# Records for this task
■ ■ ■ ■ ■ ■ ■

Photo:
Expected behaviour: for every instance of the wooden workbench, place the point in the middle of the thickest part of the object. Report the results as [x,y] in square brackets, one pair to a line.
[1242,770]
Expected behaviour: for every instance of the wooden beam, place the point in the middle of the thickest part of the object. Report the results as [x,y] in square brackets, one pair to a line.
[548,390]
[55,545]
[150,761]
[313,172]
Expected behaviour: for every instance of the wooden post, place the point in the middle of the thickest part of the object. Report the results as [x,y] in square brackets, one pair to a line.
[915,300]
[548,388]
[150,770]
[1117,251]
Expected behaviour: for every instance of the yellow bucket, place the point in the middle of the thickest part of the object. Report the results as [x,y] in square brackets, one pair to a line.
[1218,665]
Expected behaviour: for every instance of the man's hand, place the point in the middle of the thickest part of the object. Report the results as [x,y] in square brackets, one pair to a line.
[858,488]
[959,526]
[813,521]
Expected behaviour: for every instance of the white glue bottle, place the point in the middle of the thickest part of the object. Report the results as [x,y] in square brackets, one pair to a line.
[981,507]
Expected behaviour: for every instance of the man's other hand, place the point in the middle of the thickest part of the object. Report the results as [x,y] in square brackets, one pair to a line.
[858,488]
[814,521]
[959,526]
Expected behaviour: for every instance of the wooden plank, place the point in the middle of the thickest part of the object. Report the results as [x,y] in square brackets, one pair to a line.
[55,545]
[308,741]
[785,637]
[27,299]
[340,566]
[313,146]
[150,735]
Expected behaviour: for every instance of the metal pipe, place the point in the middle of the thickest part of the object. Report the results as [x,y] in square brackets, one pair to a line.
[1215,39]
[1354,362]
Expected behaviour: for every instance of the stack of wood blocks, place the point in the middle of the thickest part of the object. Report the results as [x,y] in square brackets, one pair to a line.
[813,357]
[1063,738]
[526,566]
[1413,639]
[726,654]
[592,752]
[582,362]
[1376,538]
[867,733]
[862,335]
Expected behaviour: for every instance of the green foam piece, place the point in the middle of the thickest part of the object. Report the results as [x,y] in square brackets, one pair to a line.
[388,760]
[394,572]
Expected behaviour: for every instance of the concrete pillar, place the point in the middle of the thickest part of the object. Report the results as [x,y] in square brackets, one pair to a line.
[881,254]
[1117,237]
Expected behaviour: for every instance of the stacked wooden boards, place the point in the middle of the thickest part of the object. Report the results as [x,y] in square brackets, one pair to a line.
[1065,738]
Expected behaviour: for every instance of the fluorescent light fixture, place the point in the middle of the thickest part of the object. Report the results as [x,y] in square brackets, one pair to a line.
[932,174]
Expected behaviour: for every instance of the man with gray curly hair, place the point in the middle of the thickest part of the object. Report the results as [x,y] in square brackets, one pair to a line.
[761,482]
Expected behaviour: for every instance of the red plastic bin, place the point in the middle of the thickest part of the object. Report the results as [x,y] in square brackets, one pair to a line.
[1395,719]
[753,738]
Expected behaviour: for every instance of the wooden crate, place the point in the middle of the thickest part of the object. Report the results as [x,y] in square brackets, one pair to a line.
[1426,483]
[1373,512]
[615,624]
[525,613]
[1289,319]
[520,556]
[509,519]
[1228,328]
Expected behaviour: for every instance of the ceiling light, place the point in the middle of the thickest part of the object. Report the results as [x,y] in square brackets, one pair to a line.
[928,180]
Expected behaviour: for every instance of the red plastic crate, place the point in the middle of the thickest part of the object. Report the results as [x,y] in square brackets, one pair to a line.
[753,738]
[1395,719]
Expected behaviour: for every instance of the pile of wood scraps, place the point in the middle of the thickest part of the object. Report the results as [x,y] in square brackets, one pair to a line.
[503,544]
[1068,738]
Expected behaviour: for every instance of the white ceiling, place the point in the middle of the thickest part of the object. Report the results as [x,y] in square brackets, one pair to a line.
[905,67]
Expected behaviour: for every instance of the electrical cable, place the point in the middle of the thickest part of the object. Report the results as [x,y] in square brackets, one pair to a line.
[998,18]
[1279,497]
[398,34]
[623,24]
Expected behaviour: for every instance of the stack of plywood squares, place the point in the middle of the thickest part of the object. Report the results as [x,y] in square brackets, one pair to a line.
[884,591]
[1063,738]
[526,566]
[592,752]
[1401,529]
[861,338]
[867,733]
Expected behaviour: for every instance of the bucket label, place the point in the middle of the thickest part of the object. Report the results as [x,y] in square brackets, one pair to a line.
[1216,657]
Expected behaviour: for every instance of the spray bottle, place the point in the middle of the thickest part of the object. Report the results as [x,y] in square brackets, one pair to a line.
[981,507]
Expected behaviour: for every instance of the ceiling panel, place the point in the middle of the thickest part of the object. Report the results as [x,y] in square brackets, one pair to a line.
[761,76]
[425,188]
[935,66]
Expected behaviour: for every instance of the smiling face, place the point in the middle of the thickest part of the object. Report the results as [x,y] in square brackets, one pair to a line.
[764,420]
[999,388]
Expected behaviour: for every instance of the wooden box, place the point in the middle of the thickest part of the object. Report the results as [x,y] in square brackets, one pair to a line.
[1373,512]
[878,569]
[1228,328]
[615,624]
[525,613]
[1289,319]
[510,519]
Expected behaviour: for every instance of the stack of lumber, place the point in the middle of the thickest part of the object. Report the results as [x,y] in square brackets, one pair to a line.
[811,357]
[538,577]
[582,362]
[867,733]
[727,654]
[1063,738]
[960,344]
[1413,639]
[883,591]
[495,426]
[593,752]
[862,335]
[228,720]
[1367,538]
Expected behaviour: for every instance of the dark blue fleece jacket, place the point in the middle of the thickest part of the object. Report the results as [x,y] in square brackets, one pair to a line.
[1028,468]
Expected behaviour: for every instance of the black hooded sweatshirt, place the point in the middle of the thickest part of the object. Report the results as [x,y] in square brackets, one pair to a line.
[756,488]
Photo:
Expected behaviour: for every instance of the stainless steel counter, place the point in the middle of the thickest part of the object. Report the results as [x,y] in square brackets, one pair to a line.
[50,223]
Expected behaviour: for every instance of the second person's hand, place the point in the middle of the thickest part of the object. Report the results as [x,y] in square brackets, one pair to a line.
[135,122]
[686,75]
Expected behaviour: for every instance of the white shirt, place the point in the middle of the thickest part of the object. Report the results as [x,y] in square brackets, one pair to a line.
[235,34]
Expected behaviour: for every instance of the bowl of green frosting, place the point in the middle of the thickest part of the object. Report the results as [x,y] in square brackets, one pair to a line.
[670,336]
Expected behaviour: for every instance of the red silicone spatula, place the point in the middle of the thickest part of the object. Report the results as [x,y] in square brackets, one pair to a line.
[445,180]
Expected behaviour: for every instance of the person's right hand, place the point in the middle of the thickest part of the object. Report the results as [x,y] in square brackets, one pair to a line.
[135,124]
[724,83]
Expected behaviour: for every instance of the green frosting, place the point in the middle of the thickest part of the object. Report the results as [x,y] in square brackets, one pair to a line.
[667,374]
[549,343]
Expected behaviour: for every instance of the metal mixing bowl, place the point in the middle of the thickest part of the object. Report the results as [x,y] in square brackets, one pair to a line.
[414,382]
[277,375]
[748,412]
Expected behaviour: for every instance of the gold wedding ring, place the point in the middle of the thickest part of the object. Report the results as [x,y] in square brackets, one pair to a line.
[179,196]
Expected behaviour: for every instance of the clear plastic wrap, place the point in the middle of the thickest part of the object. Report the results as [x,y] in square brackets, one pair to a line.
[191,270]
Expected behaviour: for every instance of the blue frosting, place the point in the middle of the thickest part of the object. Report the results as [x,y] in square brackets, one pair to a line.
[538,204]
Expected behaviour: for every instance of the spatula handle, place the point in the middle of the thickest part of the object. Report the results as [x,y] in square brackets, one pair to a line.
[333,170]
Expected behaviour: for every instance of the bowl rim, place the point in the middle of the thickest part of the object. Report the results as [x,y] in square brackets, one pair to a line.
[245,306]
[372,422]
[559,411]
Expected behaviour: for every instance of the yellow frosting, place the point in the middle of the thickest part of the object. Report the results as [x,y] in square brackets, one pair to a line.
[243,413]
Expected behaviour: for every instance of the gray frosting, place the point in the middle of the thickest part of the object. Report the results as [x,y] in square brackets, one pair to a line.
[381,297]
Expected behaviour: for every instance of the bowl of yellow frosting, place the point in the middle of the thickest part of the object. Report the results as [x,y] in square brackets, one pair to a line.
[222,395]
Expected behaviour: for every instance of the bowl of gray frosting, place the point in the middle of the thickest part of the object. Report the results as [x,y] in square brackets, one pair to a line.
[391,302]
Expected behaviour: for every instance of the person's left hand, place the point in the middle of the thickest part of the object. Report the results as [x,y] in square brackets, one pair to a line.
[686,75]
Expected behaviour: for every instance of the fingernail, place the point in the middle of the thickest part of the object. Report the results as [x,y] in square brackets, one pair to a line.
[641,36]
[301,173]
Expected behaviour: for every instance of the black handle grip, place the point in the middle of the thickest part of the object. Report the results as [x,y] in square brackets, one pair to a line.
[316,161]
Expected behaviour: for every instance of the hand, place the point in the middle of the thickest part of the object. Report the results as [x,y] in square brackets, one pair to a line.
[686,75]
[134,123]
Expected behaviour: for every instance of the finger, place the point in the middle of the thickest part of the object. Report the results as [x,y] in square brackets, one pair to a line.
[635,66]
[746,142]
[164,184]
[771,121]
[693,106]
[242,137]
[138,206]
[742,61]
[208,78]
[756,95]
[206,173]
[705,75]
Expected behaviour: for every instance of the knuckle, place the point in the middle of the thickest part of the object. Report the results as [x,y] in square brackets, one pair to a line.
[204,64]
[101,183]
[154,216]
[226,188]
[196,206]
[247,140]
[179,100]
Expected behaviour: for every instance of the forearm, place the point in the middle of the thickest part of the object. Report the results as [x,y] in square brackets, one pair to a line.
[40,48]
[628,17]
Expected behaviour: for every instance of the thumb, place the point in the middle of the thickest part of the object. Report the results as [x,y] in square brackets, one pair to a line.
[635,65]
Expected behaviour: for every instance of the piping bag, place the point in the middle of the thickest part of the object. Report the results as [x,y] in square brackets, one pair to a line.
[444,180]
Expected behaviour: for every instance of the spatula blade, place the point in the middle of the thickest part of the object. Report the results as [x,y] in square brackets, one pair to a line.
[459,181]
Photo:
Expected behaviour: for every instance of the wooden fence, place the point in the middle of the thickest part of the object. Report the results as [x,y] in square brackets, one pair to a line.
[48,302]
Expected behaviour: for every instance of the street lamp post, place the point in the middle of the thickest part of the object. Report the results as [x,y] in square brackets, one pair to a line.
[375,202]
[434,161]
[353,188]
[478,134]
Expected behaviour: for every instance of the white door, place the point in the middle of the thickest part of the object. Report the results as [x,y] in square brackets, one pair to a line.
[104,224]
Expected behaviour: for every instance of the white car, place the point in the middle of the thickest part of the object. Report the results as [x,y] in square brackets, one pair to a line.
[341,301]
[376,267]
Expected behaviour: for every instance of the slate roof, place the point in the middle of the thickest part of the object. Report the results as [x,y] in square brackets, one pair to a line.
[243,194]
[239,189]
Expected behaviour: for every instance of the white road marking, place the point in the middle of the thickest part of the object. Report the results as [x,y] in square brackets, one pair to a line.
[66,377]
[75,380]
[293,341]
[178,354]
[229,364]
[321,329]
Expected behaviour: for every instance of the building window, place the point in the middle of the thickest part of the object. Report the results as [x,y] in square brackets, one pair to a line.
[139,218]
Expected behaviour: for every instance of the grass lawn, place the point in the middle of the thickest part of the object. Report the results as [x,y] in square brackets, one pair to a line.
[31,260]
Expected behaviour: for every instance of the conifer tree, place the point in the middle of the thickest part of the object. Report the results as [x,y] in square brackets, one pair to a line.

■ ■ ■ ■ ■ ■ ■

# The problem
Retype the line containing "Expected behaviour: for every instance of the grass" and each line after it through the end of the listing, exactly, leaving out everything else.

# Task solution
Expected behaviour: for every instance of the grass lawn, place the point in the middle of the thickest part of the object. Report the results as [x,y] in square brackets, one pair to a line.
[31,260]
Expected behaviour: for every instance of the conifer tree, place the point in the middle of the thickest part of the object. Report the results as [x,y] in square brackets, one pair to a line.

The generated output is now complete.